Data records
'''
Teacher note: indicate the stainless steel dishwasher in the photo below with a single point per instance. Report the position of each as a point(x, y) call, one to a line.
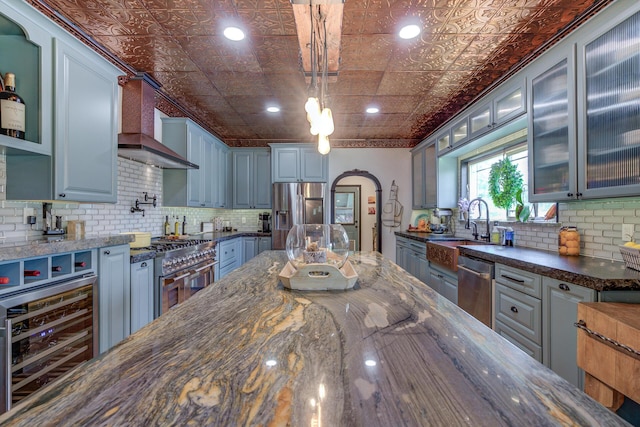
point(475, 288)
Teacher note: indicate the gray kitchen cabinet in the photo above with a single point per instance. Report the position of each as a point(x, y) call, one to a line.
point(71, 95)
point(445, 282)
point(424, 174)
point(190, 187)
point(26, 45)
point(518, 308)
point(142, 286)
point(253, 246)
point(412, 256)
point(229, 255)
point(114, 295)
point(559, 313)
point(552, 134)
point(298, 163)
point(221, 175)
point(86, 126)
point(251, 178)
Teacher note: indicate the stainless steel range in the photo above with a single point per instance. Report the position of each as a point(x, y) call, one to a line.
point(182, 268)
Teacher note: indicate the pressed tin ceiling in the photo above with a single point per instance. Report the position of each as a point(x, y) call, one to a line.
point(466, 47)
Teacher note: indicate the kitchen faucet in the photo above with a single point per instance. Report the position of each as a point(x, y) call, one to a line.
point(485, 236)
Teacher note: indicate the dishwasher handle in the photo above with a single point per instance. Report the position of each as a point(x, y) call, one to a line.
point(484, 276)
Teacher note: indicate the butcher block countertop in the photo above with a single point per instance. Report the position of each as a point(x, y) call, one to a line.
point(245, 351)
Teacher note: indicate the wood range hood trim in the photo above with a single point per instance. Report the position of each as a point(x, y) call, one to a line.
point(136, 142)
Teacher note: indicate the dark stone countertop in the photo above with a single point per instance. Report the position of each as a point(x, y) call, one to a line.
point(593, 273)
point(245, 351)
point(48, 245)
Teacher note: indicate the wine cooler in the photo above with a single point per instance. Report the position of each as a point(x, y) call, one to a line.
point(47, 332)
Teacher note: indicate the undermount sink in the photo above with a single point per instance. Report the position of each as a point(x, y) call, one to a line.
point(445, 252)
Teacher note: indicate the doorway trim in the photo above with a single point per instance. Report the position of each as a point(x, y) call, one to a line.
point(364, 174)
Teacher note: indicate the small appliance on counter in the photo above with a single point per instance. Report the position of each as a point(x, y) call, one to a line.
point(265, 222)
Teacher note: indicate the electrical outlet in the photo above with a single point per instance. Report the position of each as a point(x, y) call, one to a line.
point(27, 212)
point(627, 232)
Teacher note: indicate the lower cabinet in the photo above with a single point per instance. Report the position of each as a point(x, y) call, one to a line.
point(142, 284)
point(537, 314)
point(443, 281)
point(114, 295)
point(412, 256)
point(229, 255)
point(559, 313)
point(252, 246)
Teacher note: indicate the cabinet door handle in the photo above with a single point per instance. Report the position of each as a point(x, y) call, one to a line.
point(512, 279)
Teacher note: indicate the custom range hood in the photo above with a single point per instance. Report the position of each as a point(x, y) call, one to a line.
point(136, 141)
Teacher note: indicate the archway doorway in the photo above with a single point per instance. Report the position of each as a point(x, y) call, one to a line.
point(377, 236)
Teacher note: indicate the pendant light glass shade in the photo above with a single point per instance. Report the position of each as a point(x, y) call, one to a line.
point(323, 144)
point(326, 122)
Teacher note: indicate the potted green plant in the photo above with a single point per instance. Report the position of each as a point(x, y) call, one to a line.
point(505, 180)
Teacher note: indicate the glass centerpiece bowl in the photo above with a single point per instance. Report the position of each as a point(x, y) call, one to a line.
point(317, 244)
point(318, 258)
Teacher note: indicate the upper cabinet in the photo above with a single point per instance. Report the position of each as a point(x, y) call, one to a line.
point(298, 163)
point(552, 131)
point(205, 187)
point(584, 138)
point(500, 107)
point(54, 69)
point(608, 125)
point(251, 178)
point(26, 46)
point(86, 97)
point(424, 176)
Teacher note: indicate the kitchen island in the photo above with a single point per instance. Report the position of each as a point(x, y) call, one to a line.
point(248, 352)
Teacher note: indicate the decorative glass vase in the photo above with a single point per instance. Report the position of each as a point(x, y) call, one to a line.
point(317, 244)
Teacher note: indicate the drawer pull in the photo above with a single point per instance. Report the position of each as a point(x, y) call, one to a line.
point(581, 324)
point(512, 279)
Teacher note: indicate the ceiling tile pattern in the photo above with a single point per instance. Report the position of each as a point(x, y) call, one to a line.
point(465, 48)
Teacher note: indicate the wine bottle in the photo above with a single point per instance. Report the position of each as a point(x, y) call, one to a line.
point(12, 109)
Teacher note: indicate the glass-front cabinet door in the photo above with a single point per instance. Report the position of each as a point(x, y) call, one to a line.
point(610, 133)
point(552, 142)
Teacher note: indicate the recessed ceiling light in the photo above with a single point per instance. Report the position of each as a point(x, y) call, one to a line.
point(234, 33)
point(409, 31)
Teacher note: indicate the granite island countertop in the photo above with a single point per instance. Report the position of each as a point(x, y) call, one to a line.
point(12, 249)
point(245, 351)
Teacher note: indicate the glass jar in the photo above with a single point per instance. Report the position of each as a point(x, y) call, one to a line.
point(317, 244)
point(569, 241)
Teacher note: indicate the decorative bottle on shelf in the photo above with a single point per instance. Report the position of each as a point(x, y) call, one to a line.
point(12, 109)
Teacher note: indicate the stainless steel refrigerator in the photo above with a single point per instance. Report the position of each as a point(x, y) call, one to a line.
point(295, 203)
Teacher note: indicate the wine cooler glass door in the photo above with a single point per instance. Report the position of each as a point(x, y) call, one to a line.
point(46, 333)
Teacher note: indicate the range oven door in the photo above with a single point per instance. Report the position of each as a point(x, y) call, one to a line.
point(201, 277)
point(177, 288)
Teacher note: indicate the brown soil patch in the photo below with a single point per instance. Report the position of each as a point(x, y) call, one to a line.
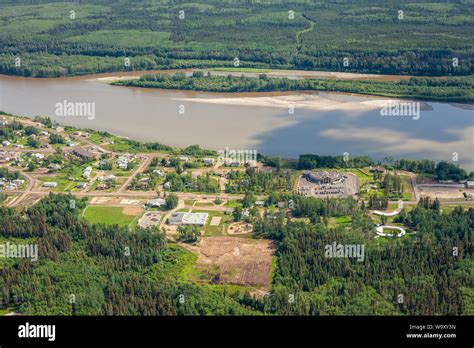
point(234, 260)
point(130, 210)
point(240, 228)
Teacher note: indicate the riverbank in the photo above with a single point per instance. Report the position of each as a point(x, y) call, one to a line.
point(454, 90)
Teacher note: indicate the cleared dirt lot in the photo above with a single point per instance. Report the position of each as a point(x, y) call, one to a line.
point(234, 260)
point(443, 192)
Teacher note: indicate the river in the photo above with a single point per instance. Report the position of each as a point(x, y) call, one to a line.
point(285, 124)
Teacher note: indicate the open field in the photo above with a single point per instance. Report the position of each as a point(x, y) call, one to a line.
point(112, 215)
point(234, 260)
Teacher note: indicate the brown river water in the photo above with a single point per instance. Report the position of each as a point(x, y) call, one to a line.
point(285, 124)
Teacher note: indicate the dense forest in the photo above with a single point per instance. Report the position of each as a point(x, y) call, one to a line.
point(86, 269)
point(51, 38)
point(454, 89)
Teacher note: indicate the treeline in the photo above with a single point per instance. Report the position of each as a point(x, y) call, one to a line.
point(456, 90)
point(257, 181)
point(88, 269)
point(187, 183)
point(426, 276)
point(441, 171)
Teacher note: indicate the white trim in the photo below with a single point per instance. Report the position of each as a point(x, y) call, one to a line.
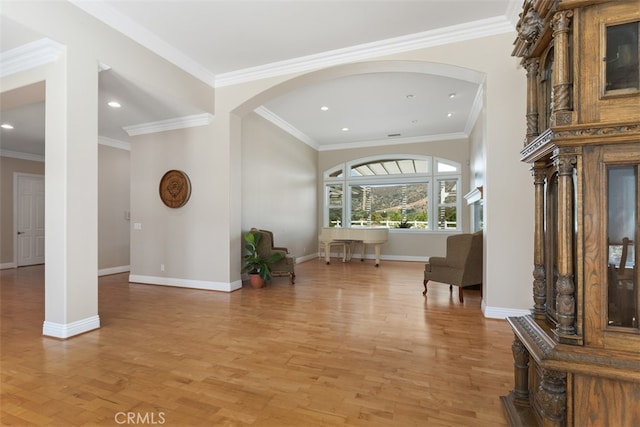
point(502, 312)
point(473, 196)
point(170, 124)
point(270, 116)
point(125, 25)
point(113, 270)
point(21, 156)
point(66, 330)
point(475, 111)
point(394, 141)
point(28, 56)
point(16, 175)
point(114, 143)
point(455, 33)
point(185, 283)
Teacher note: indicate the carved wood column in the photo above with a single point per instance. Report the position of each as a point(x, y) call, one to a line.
point(539, 274)
point(531, 65)
point(565, 162)
point(552, 397)
point(520, 372)
point(561, 77)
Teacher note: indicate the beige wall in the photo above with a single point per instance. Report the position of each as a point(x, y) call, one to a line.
point(113, 206)
point(279, 186)
point(9, 166)
point(202, 241)
point(187, 245)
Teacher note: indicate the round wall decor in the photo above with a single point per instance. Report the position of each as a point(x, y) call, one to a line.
point(175, 188)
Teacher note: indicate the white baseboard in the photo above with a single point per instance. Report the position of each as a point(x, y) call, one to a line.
point(502, 312)
point(186, 283)
point(113, 270)
point(66, 330)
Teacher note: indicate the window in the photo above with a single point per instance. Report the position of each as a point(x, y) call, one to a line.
point(417, 192)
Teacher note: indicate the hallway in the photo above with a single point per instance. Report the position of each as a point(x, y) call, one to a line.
point(348, 344)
'''
The answer should consist only of the lines from the one with "Teacher note: indicate the beige" to the final line of the records above, retyped word for word.

TASK ANSWER →
Teacher note: indicate the beige wall in the photo above with a single point per instance. Report the position of each as a point(x, y) call, one to a line.
point(113, 206)
point(279, 186)
point(9, 166)
point(202, 241)
point(187, 245)
Teacher note: indicate the round wall decor in the photo above with a single point per instance. Report the position of each as a point(x, y) call, one to a line.
point(175, 188)
Teacher note: indicate the white baseboard in the photo above with a single point per instance. Report the position of each as a point(x, y) call, one to a line.
point(502, 312)
point(186, 283)
point(113, 270)
point(66, 330)
Teacher note: indicate the window in the photo above with a single point per instance. Report the position of each as a point(x, y) call, one to a line.
point(417, 192)
Teacher note: indicate the hallway in the photo above with a single point per instance. Report the position of each as a point(x, y) call, one to a line.
point(348, 344)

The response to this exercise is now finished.